- [Task requirements] From the stored data below, rewrite the stretch from the line containing "point: weathered wood" through the end of the items. Keep the requests, and multiply every x and y coordinate in the answers by 0.4, rounding to whole numbers with halves going up. Return only those lines and leave the pictures out.

** Start Data listing **

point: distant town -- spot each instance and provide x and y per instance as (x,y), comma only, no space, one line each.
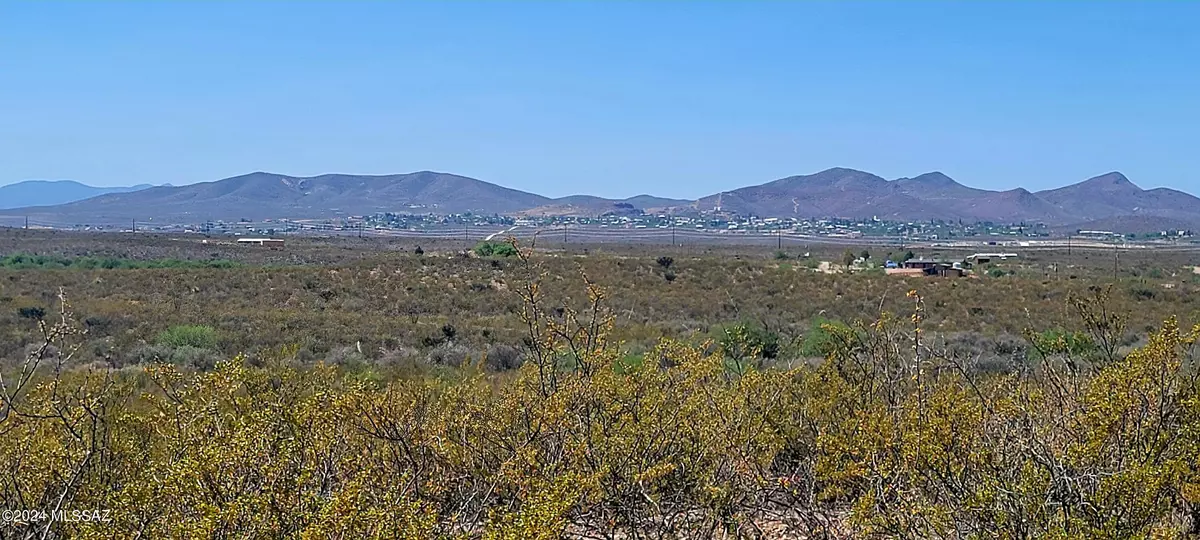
(645,226)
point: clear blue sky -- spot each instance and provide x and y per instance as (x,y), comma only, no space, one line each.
(607,97)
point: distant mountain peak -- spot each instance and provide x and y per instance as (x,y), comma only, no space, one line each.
(935,178)
(1113,180)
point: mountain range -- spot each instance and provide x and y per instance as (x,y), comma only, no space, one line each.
(1109,199)
(48,192)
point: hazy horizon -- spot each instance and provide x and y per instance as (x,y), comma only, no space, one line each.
(613,100)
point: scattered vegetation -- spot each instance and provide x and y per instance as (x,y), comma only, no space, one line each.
(25,262)
(495,249)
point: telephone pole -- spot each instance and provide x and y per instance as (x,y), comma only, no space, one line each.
(1116,259)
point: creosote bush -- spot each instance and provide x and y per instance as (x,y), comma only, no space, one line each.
(891,436)
(196,336)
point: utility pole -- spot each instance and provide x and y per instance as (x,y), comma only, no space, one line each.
(1116,261)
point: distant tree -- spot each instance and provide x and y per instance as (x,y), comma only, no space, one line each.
(36,313)
(849,257)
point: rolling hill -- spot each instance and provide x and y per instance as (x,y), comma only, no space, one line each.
(851,193)
(838,192)
(48,192)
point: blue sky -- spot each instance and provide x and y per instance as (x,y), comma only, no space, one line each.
(678,99)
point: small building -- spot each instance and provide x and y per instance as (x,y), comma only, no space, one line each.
(928,268)
(923,264)
(906,271)
(275,243)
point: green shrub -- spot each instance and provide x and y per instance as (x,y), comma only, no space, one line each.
(819,342)
(201,337)
(489,249)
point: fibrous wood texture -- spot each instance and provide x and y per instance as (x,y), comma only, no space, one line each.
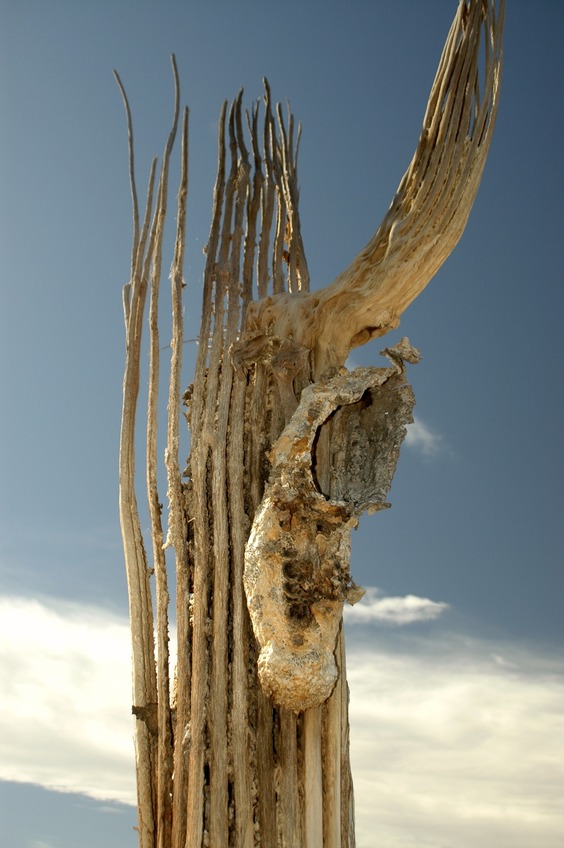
(428,213)
(248,745)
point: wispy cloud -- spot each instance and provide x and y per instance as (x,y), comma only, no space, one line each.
(374,607)
(422,438)
(456,741)
(65,721)
(450,748)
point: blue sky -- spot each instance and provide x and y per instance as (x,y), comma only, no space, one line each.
(456,676)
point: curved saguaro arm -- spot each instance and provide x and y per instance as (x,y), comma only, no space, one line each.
(428,213)
(249,744)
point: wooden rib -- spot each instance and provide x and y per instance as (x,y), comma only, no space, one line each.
(313,789)
(139,592)
(226,287)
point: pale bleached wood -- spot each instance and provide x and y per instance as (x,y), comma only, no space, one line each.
(313,782)
(246,771)
(428,214)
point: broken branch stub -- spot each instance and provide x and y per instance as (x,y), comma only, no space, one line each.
(297,559)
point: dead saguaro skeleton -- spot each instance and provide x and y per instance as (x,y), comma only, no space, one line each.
(248,745)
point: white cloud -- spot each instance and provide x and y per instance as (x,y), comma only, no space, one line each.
(450,748)
(456,742)
(65,721)
(420,437)
(392,610)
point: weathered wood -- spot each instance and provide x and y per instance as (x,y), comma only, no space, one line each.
(428,213)
(287,450)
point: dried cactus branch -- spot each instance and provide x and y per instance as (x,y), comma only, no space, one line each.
(428,213)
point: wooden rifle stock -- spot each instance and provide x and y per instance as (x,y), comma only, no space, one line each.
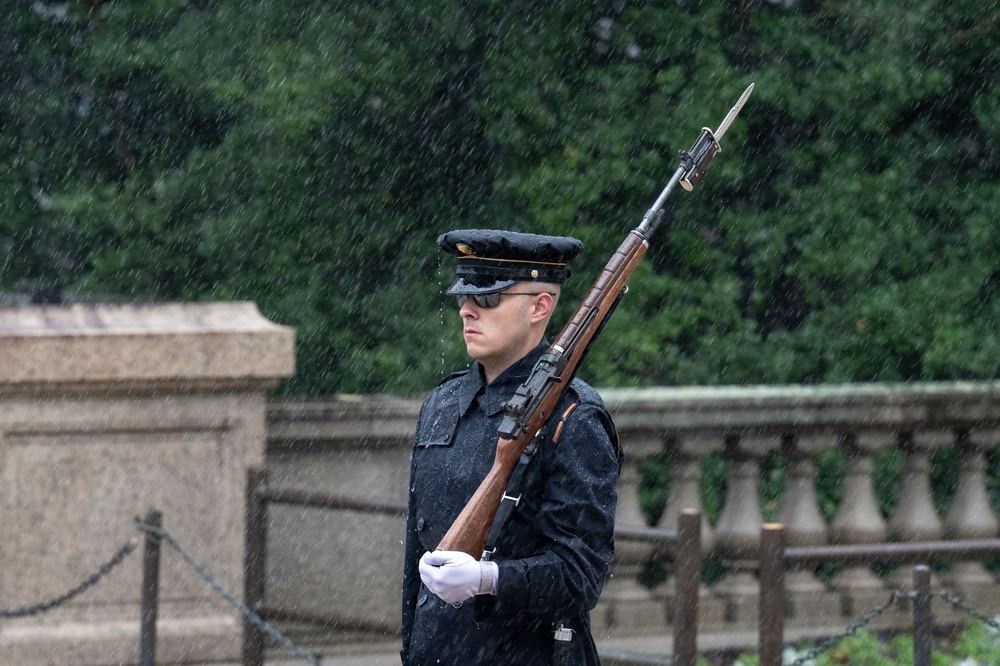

** End Data listing **

- [Exercise solution]
point: weathered wood -- spot each instance and provide x and y per instance as (x,y), comma only, no space, one line each.
(171,85)
(115,180)
point: dried cactus branch -- spot each instance and provide x and y per instance as (x,y), comma only, no space, one line each.
(171,85)
point: wooden rifle stock -- spot each instance and provide x and y per instance as (x,y), comma only, no space, one line each.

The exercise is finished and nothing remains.